[TASK]
Reproduce the following records exactly from the line containing "Reviewer note: confirm that every instance of the fireplace" onward, ending with the last line and including it.

[RECORD EXTRACTS]
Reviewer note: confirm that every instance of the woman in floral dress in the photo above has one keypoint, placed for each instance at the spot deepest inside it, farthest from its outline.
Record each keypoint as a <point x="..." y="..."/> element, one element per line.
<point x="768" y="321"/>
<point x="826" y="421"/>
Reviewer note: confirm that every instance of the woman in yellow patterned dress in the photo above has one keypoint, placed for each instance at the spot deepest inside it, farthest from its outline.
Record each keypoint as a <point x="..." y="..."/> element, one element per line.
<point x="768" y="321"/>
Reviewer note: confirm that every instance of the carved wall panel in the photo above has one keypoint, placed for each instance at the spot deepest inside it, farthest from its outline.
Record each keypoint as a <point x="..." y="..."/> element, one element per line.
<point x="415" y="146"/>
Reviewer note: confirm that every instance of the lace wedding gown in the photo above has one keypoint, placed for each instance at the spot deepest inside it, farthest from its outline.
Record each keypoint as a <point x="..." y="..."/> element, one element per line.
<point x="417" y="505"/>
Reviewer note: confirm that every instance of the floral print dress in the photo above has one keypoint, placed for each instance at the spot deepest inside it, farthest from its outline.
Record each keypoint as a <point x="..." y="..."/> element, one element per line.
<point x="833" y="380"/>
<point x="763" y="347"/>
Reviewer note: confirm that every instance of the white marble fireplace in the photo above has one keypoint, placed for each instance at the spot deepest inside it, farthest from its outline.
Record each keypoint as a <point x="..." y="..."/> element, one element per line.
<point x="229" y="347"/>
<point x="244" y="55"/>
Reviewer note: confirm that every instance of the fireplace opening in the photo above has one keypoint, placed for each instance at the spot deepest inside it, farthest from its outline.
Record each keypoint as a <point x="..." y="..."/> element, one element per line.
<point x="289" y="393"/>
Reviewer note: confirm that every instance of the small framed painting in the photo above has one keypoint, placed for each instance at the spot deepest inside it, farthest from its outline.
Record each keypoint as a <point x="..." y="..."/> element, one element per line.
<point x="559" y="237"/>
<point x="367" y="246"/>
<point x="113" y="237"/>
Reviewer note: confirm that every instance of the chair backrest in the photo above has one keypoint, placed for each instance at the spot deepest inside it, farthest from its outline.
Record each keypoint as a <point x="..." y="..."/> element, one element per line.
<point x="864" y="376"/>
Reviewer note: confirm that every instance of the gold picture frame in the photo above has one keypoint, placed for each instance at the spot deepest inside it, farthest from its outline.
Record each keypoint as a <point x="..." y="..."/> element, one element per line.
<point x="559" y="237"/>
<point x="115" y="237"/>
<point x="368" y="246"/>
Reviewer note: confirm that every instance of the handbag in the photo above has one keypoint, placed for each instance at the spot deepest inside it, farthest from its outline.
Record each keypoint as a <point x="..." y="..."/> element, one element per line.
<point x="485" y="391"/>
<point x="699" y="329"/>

[RESULT OF THE EXERCISE]
Reviewer note: confirm that every instance of the fireplace opening in the photo above has one keypoint, placed for each instance at the spot deepest inside it, farthest from its outline.
Record each keypoint as a <point x="..." y="..."/> element, one element per line.
<point x="289" y="393"/>
Reviewer note: confirm that every instance of the small framed painting in the photo above has one keypoint, placed for each instance at the spot deepest inside it, farthest from its outline.
Record each keypoint as a <point x="..." y="..."/> element, one element per line.
<point x="559" y="237"/>
<point x="367" y="246"/>
<point x="113" y="237"/>
Reviewer note: confirm that every instance of the chair backrest in the photo above has one keypoint, placed for each instance at the spot deepest inside it, farthest from its outline.
Record each keypoint as a <point x="..." y="..."/> element, one element per line.
<point x="864" y="376"/>
Reviewer note: confirm that every instance of the gold picture frame in the photo above has one keypoint, placed for each instance at the spot deepest inside it, farthest from its outline.
Record each keypoint as a <point x="..." y="..."/> element, one element per line.
<point x="559" y="237"/>
<point x="115" y="237"/>
<point x="368" y="246"/>
Reviewer note: confirm that every instance of the handbag in the photo above has one keypoint, placed for each instance at the spot deepest inside it, farthest from its outline.
Record each keypoint as a <point x="..." y="..."/> element, one element per line.
<point x="485" y="391"/>
<point x="699" y="329"/>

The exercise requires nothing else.